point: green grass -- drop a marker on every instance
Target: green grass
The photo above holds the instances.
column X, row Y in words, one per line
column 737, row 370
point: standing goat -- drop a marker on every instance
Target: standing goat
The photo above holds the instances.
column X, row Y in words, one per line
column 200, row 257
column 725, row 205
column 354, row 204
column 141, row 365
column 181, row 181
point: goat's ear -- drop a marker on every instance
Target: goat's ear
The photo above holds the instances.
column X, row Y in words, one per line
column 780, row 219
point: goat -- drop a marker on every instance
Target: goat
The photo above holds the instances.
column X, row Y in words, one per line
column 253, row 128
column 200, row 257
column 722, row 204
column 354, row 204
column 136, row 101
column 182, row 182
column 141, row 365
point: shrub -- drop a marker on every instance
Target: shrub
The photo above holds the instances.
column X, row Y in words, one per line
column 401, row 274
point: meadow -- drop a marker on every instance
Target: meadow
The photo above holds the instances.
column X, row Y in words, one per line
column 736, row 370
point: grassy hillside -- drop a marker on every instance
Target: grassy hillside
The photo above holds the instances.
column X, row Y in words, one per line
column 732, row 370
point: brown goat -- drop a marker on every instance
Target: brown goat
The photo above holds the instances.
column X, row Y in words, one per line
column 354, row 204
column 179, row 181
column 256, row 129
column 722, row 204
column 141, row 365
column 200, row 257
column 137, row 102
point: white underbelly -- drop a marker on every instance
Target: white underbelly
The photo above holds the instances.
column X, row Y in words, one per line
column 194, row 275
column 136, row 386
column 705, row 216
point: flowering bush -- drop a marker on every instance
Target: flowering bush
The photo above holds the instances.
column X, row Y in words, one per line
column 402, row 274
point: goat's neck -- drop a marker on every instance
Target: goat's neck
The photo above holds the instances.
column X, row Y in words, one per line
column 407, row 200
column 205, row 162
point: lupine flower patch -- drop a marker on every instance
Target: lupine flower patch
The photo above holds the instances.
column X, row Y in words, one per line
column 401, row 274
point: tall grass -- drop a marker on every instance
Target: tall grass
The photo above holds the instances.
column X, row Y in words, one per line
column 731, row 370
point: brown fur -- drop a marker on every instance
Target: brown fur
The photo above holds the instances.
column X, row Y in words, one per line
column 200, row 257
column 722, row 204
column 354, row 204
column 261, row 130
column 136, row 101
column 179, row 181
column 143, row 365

=== PROBLEM TO SOLVE ===
The full set of records above must be reproduced exactly in the reply.

=== COMPLETED EXERCISE ===
point: green grass -- drop a marker on every instance
Target: green grass
The photo above holds the instances.
column X, row Y in words, one per line
column 737, row 370
point: standing goat -- drop a marker on every instance
Target: standing goat
The photo above holds the instances.
column X, row Y in words, one per line
column 200, row 257
column 725, row 205
column 354, row 204
column 141, row 365
column 181, row 181
point: goat's ear -- drop a marker on every instance
Target: goat's ear
The photo above holds the instances.
column X, row Y in words, one per line
column 780, row 219
point: goat -- drop a marker on every instance
Target: goat
The photo above holds the instances.
column X, row Y in words, one per line
column 253, row 128
column 200, row 257
column 722, row 204
column 354, row 204
column 136, row 101
column 182, row 182
column 141, row 365
point: shrub -- drop a marker on every instance
Target: shrub
The photo above holds the instances.
column X, row Y in words, one per line
column 401, row 274
point: meadow -- drop a marker on every instance
Target: meadow
The photo above holds the instances.
column X, row Y in words, one per line
column 736, row 370
point: grassy hillside -- drop a marker on every instance
Target: grassy hillside
The photo above holds the instances.
column X, row Y in words, one per line
column 732, row 370
point: brown goat -- drop a marker on every instance
Target: brown goat
The photo above holds the instances.
column X, row Y in words, one per line
column 354, row 204
column 179, row 181
column 256, row 129
column 722, row 204
column 141, row 365
column 200, row 257
column 137, row 102
point: white underbelly -- drop a marker on every instance
Target: white underbelly
The photo above holds the instances.
column X, row Y in words, one per line
column 194, row 275
column 136, row 386
column 705, row 216
point: flowering bush -- drop a marker on every instance
Target: flowering bush
The photo above holds the instances.
column X, row Y in words, one per line
column 402, row 274
point: goat's neck -- drop a marker on every instance
Target: goat's neck
The photo above holds the instances.
column X, row Y in words, one per line
column 407, row 200
column 205, row 162
point: lupine flower patch -- drop a marker on every instance
Target: lupine flower patch
The photo above holds the instances.
column X, row Y in words, one per line
column 401, row 274
point: tall grass -- drop a marker on every instance
Target: tall grass
The photo above holds the instances.
column X, row Y in words, one per line
column 731, row 370
point: brown fur -- drop a marker on every instance
Target: brown fur
The photo above holds the instances.
column X, row Y in words, one per line
column 200, row 257
column 722, row 204
column 354, row 204
column 261, row 130
column 136, row 101
column 179, row 181
column 143, row 365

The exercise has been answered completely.